Extracted records
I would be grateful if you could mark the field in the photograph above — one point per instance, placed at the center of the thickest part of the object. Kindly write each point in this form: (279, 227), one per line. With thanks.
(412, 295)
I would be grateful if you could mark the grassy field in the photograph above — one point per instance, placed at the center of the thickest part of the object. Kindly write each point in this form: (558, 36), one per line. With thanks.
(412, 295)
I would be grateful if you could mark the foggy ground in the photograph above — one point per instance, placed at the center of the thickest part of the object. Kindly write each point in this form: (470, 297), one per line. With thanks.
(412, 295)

--

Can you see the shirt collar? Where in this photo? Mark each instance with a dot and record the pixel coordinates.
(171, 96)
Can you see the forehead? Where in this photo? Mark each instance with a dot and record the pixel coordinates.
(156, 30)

==

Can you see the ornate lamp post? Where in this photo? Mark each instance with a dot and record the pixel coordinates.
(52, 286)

Goal
Find every line in the entries above that contains the string "pixel" and copy each one out in full. Treat uppercase and lowercase letters as different.

Task answer
Can you see the shirt collar? Where in this photo? Mark each instance with a dot and record the pixel coordinates.
Can you see the forehead? Where in this photo? Mark each instance with a dot and record the pixel coordinates.
Can you see the ornate lamp post? Where in this photo? Mark each instance with a dot and record the pixel coordinates.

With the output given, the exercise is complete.